_Quoted passage:_
>>>>

In fact, I don't think SSTO with chemical rockets offers any major advantages over TSTO. Worse PMF, problems returning stage from orbital velocity, increased complexity due to additional shielding necessary for higher orbital return velocity, worse ISP due to lack of engine optimization, the list goes on. Tsiolkovsky says that your PMF increases the more stages there are, i.e. with TSTO you get better performance for a given rocket size, any size. From Falcon 1 to BFR.

For those who dream of Star Wars shuttles, the "spacecraft" were never created by people with a good understanding of orbital mechanics. There is absolutely no reason to move to SSTO with chemical rockets. Now if you have some futuristic technology such as a mass driver or orbital tether, then sure, by all means, design your shuttle craft around that. But until then, the first stage is here to stay, and second stage recovery ops will be infinitely more important towards building out space architecture quickly than designing an oversize rocket with worse performance metrics than anything flying today.

<<<<

_Written problem 1:_ Copy out, word for word, the stretch of the records from the line containing "Provide the location of every instance of the woman's knee" through the end of the records.
_Written problem 2:_ Pick up the text on single-stage versus two-stage rockets after its last sentence and carry it on.
The text and the records have nothing to do with each other.

_Provided data:_
>>>>

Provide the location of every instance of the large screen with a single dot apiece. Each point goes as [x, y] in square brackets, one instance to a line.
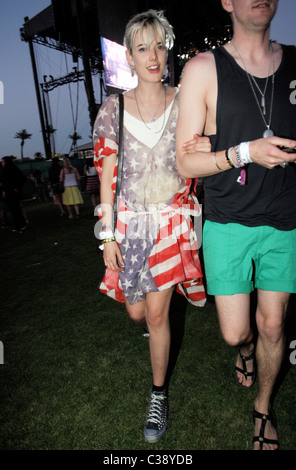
[117, 70]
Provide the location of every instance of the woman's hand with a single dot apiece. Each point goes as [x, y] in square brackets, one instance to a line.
[197, 144]
[112, 256]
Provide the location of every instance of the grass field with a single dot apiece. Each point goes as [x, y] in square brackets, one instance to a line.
[76, 372]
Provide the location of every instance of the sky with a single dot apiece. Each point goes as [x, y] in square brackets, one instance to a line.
[68, 104]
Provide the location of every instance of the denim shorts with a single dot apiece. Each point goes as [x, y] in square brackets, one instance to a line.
[240, 258]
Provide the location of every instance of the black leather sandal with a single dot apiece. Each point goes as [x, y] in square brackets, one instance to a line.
[261, 439]
[244, 370]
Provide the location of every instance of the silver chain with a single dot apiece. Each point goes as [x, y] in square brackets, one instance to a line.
[156, 132]
[250, 77]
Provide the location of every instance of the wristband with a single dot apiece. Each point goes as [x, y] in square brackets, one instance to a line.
[236, 165]
[244, 150]
[106, 234]
[238, 156]
[107, 240]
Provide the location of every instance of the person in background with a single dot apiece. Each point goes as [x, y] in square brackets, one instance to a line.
[54, 181]
[71, 196]
[12, 180]
[92, 182]
[240, 95]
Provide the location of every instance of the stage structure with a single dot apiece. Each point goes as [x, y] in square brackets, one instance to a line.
[76, 27]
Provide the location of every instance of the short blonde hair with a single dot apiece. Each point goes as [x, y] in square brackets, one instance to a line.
[155, 22]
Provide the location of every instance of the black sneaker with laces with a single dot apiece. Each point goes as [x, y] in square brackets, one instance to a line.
[157, 418]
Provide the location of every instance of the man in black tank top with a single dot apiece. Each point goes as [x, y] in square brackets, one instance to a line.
[242, 96]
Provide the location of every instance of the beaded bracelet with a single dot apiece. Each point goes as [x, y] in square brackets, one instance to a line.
[244, 150]
[215, 161]
[107, 240]
[106, 234]
[238, 156]
[229, 161]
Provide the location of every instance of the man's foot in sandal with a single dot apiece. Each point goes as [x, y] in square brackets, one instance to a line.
[246, 368]
[265, 437]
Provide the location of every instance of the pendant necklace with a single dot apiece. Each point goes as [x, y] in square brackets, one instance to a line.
[268, 132]
[152, 117]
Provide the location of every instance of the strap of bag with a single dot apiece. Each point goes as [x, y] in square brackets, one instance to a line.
[120, 158]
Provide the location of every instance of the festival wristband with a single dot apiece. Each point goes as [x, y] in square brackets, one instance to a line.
[106, 234]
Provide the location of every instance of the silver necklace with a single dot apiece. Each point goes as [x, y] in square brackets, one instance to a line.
[138, 107]
[152, 117]
[268, 132]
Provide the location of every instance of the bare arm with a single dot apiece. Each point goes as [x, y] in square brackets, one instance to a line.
[111, 251]
[197, 114]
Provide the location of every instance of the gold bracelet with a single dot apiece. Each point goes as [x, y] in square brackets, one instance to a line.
[106, 240]
[215, 161]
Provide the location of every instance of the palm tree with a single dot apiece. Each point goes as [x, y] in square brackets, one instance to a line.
[75, 137]
[23, 135]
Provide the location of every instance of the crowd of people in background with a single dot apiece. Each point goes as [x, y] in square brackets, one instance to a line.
[61, 184]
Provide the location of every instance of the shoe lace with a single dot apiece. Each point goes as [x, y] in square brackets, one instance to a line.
[157, 409]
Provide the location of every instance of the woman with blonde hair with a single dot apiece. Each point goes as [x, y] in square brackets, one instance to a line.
[71, 196]
[153, 248]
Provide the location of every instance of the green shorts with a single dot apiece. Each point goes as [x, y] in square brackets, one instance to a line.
[239, 258]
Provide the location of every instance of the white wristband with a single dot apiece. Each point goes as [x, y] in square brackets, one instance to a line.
[103, 235]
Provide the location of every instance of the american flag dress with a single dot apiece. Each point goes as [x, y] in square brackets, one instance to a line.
[154, 226]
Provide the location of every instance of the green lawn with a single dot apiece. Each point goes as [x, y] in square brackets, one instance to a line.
[76, 372]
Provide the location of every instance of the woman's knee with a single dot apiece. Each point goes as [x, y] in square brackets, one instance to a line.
[136, 314]
[155, 317]
[233, 338]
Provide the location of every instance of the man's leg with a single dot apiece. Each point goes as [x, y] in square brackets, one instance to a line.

<<<<

_Exercise response 1:_
Provide the location of every instance of the woman's knee with a single dot apiece. Each point goes as [x, y] in square brackets, one instance to a line.
[136, 314]
[155, 317]
[233, 338]
Provide the location of every instance of the man's leg with a single dot apiece. Each point goes as [x, y] in square brackets, one instance to a line.

_Exercise response 2:_
Offline rsdavis9

Re: Hypothetical SpaceX SSTO
« Reply #55 on: 05/20/2016 05:07 pm »
The only appeal I get is the theoretical one vehicle simplicity like an airplane that just needs to land and be refueled.  None of this staging and 2 vehicles that need to land separately then need to be rejoined. At some point maybe through material advances it could be possible.
With ELV best efficiency was the paradigm. The new paradigm is reusable, good enough, and commonality of design.
Same engines. Design once. Same vehicle. Design once. Reusable. Build once.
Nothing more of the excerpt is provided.